■ **EXPLORE THE MATERIAL**
• a. In the feed prices article, what job was the author starting when he first heard the old joke?
• b. Transcribe everything from "Feed prices have" down to "do more than just impact the bottom line." in the feed prices article, word for word.
• c. Write the next part of the article on managing feed prices, picking up after its final sentence.

■ **STUDY TEXT**
********************

Advice for managing ever-fluctuating feed prices
By Kelly Klober
I heard an old joke my first day on the job as a field rep for a feed company and have heard variants of it several hundred times since then. In the face of ever-rising feed costs, an old farmer devised a feeding program whereby he would feed the animals in his care just half of what they had been fed the day before.
Presumably, they would become conditioned to eat less — and, by his accounts, it was working fairly well. Fairly well until along about the tenth or eleventh day, when they would develop some sort of disease and start dying.
Feed prices have ever been the bane of the stock raisers’ existence, and in my years as a feed salesman I was often viewed as being somewhere between the boll weevil and a lawyer turned politician. I did find some comfort in the words of my vo-ag teacher, who would say, “Boys, to have hogs to sell in the good times, you have to be feeding hogs in the hard times.”
That is why, I think, economics is often called the dark science. Feed is the fuel for a livestock venture, and high feed prices sometimes do more than just impact the bottom line.
The current round of higher feed prices sometimes does more than just impact the bottom line. It’s starting to have an impact on poultry numbers — especially some of the rare and lesser-known breeds. They are certainly valuable for the genetic resources they represent, but many are also among the less productive varieties.
The silver living in this is for heirloom breeds like the Light Brown Leghorn and Ancona. They were both in place on U.S. farms well before breeds like the New Hampshire were sanctioned by the American Poultry Association. And every value-adding measure used in the production of brown-shelled eggs will work with white eggs, too.
As feedstuffs are the primary out-pocket cost for a livestock venture, they have always been under sharp scrutiny. That scrutiny has spawned all sorts of theories about feed-cost management — some good, some not so good and some on par with the old farmer’s theory above.

********************

■ **RECORDED DATA**
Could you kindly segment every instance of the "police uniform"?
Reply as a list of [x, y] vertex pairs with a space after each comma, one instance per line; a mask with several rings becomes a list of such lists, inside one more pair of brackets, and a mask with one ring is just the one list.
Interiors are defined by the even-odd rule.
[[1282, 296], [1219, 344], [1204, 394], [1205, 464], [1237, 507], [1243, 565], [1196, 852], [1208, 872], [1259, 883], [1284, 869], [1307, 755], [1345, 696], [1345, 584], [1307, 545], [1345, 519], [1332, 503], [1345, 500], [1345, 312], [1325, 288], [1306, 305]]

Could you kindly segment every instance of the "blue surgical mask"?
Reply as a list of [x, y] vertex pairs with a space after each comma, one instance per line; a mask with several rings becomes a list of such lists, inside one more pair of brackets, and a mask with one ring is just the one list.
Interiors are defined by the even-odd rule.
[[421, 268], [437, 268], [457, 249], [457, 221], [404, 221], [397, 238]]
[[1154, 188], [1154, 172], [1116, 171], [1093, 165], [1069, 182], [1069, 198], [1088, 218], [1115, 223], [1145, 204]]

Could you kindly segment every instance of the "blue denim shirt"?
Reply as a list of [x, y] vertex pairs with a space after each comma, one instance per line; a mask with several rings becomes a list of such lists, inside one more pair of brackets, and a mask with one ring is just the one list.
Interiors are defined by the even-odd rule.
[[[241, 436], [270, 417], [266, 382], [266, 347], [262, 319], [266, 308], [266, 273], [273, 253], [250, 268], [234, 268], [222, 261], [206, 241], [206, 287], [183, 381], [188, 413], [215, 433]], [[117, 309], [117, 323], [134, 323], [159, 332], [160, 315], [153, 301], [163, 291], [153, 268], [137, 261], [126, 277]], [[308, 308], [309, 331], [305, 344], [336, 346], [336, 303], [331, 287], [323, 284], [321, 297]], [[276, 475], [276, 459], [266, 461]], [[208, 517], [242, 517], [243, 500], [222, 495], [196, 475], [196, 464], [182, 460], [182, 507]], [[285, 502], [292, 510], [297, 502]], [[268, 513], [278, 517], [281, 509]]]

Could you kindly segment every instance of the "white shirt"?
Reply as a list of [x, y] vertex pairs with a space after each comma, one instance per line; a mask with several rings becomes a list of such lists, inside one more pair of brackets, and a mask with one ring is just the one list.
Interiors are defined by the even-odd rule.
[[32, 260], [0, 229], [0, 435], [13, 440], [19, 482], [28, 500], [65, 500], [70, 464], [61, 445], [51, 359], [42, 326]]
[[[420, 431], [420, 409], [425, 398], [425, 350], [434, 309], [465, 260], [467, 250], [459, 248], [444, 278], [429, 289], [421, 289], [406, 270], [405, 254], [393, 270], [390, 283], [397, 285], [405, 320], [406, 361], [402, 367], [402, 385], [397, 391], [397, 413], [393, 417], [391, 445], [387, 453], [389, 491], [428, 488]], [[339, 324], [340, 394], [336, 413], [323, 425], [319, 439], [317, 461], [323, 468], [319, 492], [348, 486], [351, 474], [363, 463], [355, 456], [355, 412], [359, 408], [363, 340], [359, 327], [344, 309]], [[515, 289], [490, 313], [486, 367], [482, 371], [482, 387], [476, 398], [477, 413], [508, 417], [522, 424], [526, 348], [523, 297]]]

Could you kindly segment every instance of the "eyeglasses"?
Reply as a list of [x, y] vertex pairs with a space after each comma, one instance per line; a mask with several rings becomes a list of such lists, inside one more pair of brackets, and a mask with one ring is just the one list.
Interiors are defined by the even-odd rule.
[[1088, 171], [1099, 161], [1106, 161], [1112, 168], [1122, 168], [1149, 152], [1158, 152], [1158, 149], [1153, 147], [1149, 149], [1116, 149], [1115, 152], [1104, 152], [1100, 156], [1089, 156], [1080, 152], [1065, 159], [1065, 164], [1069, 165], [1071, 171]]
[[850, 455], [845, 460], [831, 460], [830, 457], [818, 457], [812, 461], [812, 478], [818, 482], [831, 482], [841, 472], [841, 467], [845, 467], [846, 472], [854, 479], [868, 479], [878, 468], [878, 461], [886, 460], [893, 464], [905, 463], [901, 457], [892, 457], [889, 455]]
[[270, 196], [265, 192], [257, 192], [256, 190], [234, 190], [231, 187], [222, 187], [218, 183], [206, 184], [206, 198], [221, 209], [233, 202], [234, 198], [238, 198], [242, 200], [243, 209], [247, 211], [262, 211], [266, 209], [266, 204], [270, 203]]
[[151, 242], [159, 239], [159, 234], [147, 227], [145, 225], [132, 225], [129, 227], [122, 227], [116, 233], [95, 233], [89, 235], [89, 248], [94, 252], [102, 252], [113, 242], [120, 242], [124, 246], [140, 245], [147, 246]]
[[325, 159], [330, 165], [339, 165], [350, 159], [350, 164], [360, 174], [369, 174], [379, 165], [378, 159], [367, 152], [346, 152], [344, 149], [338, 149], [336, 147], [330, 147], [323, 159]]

********************

■ **EXPECTED RESPONSES**
• a. A field rep for a feed company.

• b.
Feed prices have ever been the bane of the stock raisers’ existence, and in my years as a feed salesman I was often viewed as being somewhere between the boll weevil and a lawyer turned politician. I did find some comfort in the words of my vo-ag teacher, who would say, “Boys, to have hogs to sell in the good times, you have to be feeding hogs in the hard times.”
That is why, I think, economics is often called the dark science. Feed is the fuel for a livestock venture, and high feed prices sometimes do more than just impact the bottom line.

• c.
One of the most common is that the best time to buy needed feedstuffs is always at harvest. Always be wary of that word — always. In years of short crops, prices have sometimes been their highest at harvest, driven up by growing concerns over the crop’s size — an unknown while much of the crop is still in the field. These are termed “psychological markets,” motivated by fears and doubts, and prices in such years have often begun to fall not long after harvest.
To pare feeding costs, some have chosen to invest in increasing levels and systems for on-farm processing and handling. There is logic in this, but at what level of feeding volume? The old rule-of-thumb has been that at least one hundred tons of feed must be fed annually to invest in an even minimal on-farm processing system. And just as ration component prices have increased, so too have energy and implement costs.
The largest farm in our area, with a number of bins and its own mill and elevator leg, was sent scrambling for grain in a dry year. And another truth from that dark science of economics is that even if you could grow corn for two bits a bushel, if it’s selling for $6 a bushel in town, the cost of feeding that two-bit corn to the farm is a loss of its selling price.
Some of the proven methods for coping with feed prices are the simplest. The most basic way to stay plugged into the markets that affect your farm is to know where they are headed, and why. And while high prices and hard markets often have long tails, there are also early tells that they are coming.
Old as the hills is the importance of comparison shipping. I learned early on not to get plugged in to a feed company just because of the newest cap they were giving away. Flipping about with ration choices can cause health and stress problems for the animals, but differences in price for the same feedstuffs can be found between different suppliers. I have seen differences of 5 cents or more per bushel on corn between elevators in the same town.
With some ventures, the reverse of stocking up may be a better method of feed cost management. With our smaller ventures, we have often benefited from buying in smaller amounts — often our feed needs for just 10 to 14 days. As a result, there is less need for on-farm storage and feedstuffs are kept fresher and more palatable. This is also a way to average out highs and lows in feed prices across the course of a year. A 55-gallon drum with a sealable top will hold 350 pounds of shelled corn and most other feedstuffs.
A profit cannot be starved out of a livestock venture, and high feed costs will eventually resolve themselves as they result in the cutting back of livestock numbers. To use the terminology of the grain trade, the bigger the bull market, the bigger the bear market it produces to kill it. Just keep in mind that more money has been made feeding high-priced feed to high-priced livestock than feeding cheap feed to cheap livestock.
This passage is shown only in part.